## Document section
There is similar subtext in The Batman. Much has been made of how The Batman is horny, a rarity in the age of sexless blockbusters. However, Batman’s relationship to Selina is challenging for him. In their first encounter, they wrestle in a manner that is heavily sexual. When she betrays him to steal money from Falcone, he responds by viciously slut-shaming her. Pattinson’s performance is great here, building off his work in Twilight, playing a man struggling with his inner emotional life.
All of this feels particularly relevant in an era defined by crises of masculinity. Batman grows as a person in several ways over the course of The Batman, but one of them involves accepting Selina as a person rather than an object. In their early encounters, he is using her as bait because their interests overlap — “like a fish on a hook.” In coming to see her as a human being rather than just a resource to exploit, Bruce himself becomes more human.
This suggests another echo within Fincher’s filmography. The Social Network is in some ways a companion piece to Fight Club, another movie about the fragility of the male ego and how the world is often shaped by masculine insecurity. In The Social Network, Mark Zuckerberg (Jesse Eisenberg) reacts to being dumped by his girlfriend Erica Albright (Rooney Mara) by writing an angry post on LiveJournal and establishing a site where college students can rate female students by their attractiveness.

## Saved entries
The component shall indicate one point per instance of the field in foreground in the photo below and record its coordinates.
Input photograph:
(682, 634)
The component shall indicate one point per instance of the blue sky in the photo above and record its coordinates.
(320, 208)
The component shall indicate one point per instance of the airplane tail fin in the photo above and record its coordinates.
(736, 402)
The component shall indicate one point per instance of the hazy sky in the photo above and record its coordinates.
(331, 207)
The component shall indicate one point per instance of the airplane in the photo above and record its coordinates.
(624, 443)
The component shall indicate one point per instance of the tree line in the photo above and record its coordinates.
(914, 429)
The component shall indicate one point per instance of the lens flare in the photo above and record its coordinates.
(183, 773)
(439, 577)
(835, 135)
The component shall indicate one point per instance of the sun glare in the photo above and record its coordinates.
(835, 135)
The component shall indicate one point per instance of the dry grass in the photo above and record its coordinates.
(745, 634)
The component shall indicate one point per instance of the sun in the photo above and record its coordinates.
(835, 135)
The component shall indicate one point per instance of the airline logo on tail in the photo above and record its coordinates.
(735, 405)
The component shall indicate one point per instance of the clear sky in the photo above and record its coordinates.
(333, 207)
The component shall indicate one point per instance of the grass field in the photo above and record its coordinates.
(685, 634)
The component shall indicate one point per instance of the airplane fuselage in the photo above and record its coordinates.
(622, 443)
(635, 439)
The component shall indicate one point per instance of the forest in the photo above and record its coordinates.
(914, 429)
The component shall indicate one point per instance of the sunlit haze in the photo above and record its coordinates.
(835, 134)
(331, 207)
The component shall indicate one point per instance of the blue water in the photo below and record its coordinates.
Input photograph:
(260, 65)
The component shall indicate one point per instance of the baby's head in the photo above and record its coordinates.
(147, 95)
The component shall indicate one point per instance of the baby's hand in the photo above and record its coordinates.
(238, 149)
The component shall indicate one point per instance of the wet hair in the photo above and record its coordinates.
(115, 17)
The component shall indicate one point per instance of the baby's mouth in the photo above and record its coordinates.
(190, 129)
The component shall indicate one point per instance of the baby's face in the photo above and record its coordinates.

## Instructions for the task
In the passage on The Batman, how does Batman react when Selina betrays him to steal money from Falcone?

## Exercise solution
He responds by viciously slut-shaming her.